START Supplied material
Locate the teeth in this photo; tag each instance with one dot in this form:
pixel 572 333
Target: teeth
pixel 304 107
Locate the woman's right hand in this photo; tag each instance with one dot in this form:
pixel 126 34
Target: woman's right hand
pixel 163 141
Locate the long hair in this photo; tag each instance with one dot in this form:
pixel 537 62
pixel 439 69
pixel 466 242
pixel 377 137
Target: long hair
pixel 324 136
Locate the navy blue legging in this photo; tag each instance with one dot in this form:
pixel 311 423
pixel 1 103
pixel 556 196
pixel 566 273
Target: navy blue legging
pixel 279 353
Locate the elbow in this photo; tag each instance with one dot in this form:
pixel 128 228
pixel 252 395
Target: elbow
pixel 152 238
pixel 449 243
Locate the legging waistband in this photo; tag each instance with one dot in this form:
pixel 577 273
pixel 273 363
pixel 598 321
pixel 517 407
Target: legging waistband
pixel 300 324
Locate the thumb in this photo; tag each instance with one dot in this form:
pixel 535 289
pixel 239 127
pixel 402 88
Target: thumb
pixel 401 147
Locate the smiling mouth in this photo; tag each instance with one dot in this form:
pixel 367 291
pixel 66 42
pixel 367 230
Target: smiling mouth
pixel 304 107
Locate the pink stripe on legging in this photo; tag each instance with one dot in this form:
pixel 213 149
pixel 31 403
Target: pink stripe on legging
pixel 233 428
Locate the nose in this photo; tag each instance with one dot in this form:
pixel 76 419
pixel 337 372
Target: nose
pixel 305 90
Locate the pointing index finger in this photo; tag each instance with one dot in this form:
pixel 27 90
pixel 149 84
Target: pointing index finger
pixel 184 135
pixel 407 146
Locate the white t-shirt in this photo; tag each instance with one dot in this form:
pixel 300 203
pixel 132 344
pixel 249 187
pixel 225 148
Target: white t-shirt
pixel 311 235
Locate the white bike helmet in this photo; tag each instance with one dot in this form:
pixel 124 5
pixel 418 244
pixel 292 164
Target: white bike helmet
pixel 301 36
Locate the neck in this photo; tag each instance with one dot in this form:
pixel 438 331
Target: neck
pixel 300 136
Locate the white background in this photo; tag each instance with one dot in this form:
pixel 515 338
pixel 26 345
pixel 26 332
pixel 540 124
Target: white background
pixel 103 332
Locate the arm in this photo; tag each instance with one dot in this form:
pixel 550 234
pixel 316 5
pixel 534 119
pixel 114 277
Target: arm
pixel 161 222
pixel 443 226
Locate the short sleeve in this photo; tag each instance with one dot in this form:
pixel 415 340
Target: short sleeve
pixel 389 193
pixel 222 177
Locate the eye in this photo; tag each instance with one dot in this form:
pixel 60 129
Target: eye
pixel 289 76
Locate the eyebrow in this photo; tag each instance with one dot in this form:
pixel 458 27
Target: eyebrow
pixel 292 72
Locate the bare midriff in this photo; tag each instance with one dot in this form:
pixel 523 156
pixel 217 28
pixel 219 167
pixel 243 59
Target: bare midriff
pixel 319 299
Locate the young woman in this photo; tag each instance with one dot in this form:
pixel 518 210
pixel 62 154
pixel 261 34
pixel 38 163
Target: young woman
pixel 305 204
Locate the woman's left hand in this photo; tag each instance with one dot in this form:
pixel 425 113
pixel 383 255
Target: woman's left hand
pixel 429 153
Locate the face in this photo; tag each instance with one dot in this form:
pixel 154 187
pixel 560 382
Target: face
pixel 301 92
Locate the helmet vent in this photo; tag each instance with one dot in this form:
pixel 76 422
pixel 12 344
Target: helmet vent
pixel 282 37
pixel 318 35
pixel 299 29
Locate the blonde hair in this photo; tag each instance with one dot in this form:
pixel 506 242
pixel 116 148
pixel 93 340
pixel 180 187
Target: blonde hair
END Supplied material
Short task
Give the lines of the listing above, from the line with "Locate the short" to the line with "pixel 292 72", as a JSON list of strings with one string per line and blank lines left out.

Full answer
[
  "Locate the short sleeve in this photo; tag each instance with one dot in this form:",
  "pixel 415 340",
  "Target: short sleeve",
  "pixel 389 193",
  "pixel 222 177",
  "Locate the eye in this photo; tag each instance with one dot in this form:",
  "pixel 60 129",
  "Target: eye",
  "pixel 289 76",
  "Locate the eyebrow in this photo; tag each instance with one dot in this form:",
  "pixel 458 27",
  "Target: eyebrow",
  "pixel 292 72"
]